[EXERCISE] Images are to be dropped; everything else in the entries below must be copied exactly.

[EXERCISE DATA]

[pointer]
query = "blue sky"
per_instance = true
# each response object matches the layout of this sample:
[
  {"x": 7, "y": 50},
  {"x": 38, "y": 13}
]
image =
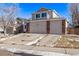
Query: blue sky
[{"x": 28, "y": 8}]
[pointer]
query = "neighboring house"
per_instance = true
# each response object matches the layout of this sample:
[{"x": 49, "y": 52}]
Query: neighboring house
[{"x": 47, "y": 21}]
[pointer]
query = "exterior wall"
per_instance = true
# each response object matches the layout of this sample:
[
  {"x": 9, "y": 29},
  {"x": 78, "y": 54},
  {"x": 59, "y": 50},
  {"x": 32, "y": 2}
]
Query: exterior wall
[
  {"x": 55, "y": 15},
  {"x": 70, "y": 30},
  {"x": 38, "y": 27},
  {"x": 77, "y": 31},
  {"x": 56, "y": 27},
  {"x": 51, "y": 27}
]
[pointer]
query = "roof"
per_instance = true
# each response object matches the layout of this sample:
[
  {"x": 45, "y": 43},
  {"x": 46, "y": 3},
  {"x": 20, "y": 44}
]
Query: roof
[{"x": 42, "y": 9}]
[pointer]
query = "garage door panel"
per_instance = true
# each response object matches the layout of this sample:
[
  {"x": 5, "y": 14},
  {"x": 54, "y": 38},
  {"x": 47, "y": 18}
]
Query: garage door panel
[{"x": 38, "y": 27}]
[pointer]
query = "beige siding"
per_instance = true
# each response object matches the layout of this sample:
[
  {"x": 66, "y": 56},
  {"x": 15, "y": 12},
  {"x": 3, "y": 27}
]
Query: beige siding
[
  {"x": 38, "y": 27},
  {"x": 56, "y": 27}
]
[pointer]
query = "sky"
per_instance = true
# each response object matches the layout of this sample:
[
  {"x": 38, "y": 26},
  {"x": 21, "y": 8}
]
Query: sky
[{"x": 26, "y": 9}]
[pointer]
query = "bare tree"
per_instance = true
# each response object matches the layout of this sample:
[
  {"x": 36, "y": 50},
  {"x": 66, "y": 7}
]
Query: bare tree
[{"x": 8, "y": 14}]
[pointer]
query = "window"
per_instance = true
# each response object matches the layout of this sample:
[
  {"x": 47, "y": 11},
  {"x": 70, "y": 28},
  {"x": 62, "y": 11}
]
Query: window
[
  {"x": 44, "y": 15},
  {"x": 37, "y": 15}
]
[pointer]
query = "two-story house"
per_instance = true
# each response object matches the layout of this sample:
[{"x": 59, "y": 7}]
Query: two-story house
[{"x": 47, "y": 21}]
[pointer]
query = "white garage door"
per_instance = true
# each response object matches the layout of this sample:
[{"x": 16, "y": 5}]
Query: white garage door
[
  {"x": 56, "y": 27},
  {"x": 38, "y": 27}
]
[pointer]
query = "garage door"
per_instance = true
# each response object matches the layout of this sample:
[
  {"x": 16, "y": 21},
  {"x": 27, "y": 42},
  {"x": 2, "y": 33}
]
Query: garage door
[
  {"x": 56, "y": 27},
  {"x": 38, "y": 27}
]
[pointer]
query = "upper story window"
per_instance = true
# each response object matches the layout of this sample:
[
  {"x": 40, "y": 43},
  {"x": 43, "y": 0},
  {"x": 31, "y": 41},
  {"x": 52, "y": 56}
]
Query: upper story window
[
  {"x": 44, "y": 15},
  {"x": 37, "y": 15}
]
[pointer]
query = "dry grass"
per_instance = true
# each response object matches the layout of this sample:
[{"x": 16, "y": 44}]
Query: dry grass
[{"x": 64, "y": 42}]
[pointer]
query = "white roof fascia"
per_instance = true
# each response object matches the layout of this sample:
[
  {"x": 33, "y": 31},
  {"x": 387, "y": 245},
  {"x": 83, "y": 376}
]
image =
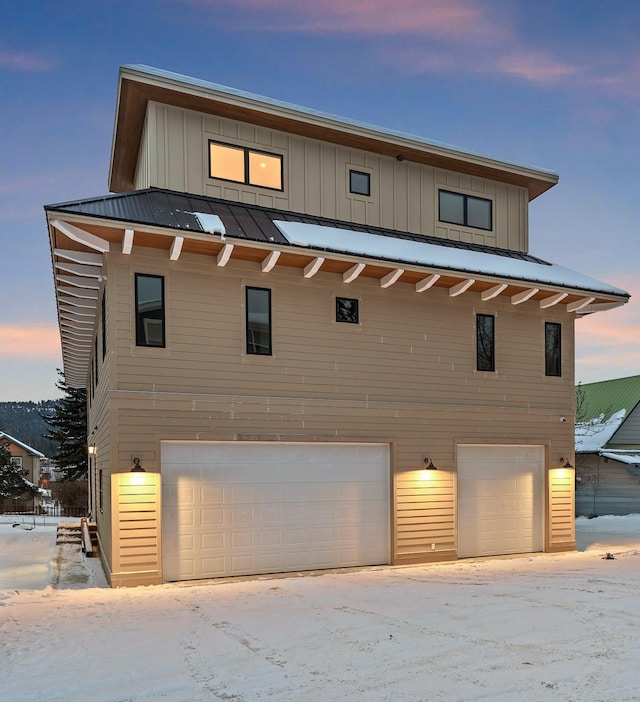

[EXERCISE RESULT]
[pointer]
query = "blue sky"
per_instance = true
# each response object matches the layout of this sample:
[
  {"x": 7, "y": 50},
  {"x": 38, "y": 13}
]
image =
Query: blue sky
[{"x": 28, "y": 8}]
[pointer]
query = "neighboring house"
per_instance = true
# each response object matches the layout of this sample:
[{"x": 49, "y": 52}]
Query: neighboring house
[{"x": 47, "y": 21}]
[pointer]
query = "exterior wall"
per_instance = true
# each response object matches the layout of this sample:
[
  {"x": 9, "y": 29},
  {"x": 78, "y": 54},
  {"x": 59, "y": 50},
  {"x": 32, "y": 2}
]
Query: exterior wall
[
  {"x": 55, "y": 15},
  {"x": 70, "y": 30},
  {"x": 38, "y": 27},
  {"x": 77, "y": 31},
  {"x": 56, "y": 27},
  {"x": 51, "y": 27}
]
[pointer]
query = "roof"
per_instance = true
# each response object matches the layout of this sample:
[
  {"x": 45, "y": 43},
  {"x": 46, "y": 3},
  {"x": 20, "y": 44}
]
Query: roof
[{"x": 42, "y": 9}]
[pointer]
query = "garage door panel"
per_instance = true
# each response object matches the layout of this sample:
[
  {"x": 5, "y": 14},
  {"x": 54, "y": 38},
  {"x": 47, "y": 18}
]
Query: garage door panel
[{"x": 38, "y": 27}]
[pointer]
query = "beige siding"
per_instance = true
# each response object matches the layout of this sample:
[
  {"x": 66, "y": 56},
  {"x": 15, "y": 12},
  {"x": 3, "y": 27}
]
Query: beige siding
[
  {"x": 38, "y": 27},
  {"x": 56, "y": 27}
]
[pointer]
query = "sky"
per_instance = true
# each response object matches the layout of this sample:
[
  {"x": 38, "y": 26},
  {"x": 21, "y": 8}
]
Query: sky
[{"x": 26, "y": 9}]
[pointer]
query = "bare tree"
per_instance = true
# each response object matches the layout of this sample:
[
  {"x": 36, "y": 50},
  {"x": 66, "y": 7}
]
Query: bare tree
[{"x": 8, "y": 14}]
[pointer]
query = "window"
per_instance = true
# each response object matches the layout of this sample:
[
  {"x": 47, "y": 11},
  {"x": 70, "y": 28},
  {"x": 62, "y": 11}
]
Query: window
[
  {"x": 44, "y": 15},
  {"x": 37, "y": 15}
]
[pointer]
query = "two-story house"
per_instance = true
# each response object matches the layout of this sample:
[{"x": 59, "y": 7}]
Query: two-story house
[{"x": 47, "y": 21}]
[pointer]
query = "white garage door"
per_instance = true
# each response object matches the layout of this sample:
[{"x": 16, "y": 5}]
Query: white garage door
[
  {"x": 56, "y": 27},
  {"x": 38, "y": 27}
]
[pointer]
query = "garage door"
per_instance = true
# each response object matches the layout of this sample:
[
  {"x": 16, "y": 21},
  {"x": 27, "y": 42},
  {"x": 2, "y": 33}
]
Query: garage door
[
  {"x": 56, "y": 27},
  {"x": 38, "y": 27}
]
[pointer]
query = "upper story window"
per_instance = true
# each response object matches the layout of this sample:
[
  {"x": 40, "y": 43},
  {"x": 43, "y": 0},
  {"x": 31, "y": 41},
  {"x": 52, "y": 56}
]
Query: upper story window
[
  {"x": 44, "y": 15},
  {"x": 37, "y": 15}
]
[pointer]
query = "dry grass"
per_instance = true
# each response object matches the layout of this sample:
[{"x": 16, "y": 44}]
Query: dry grass
[{"x": 64, "y": 42}]
[pointer]
query = "white roof fascia"
per_instance = true
# each response object matches the layout of this sample:
[
  {"x": 33, "y": 31},
  {"x": 387, "y": 245},
  {"x": 83, "y": 376}
]
image =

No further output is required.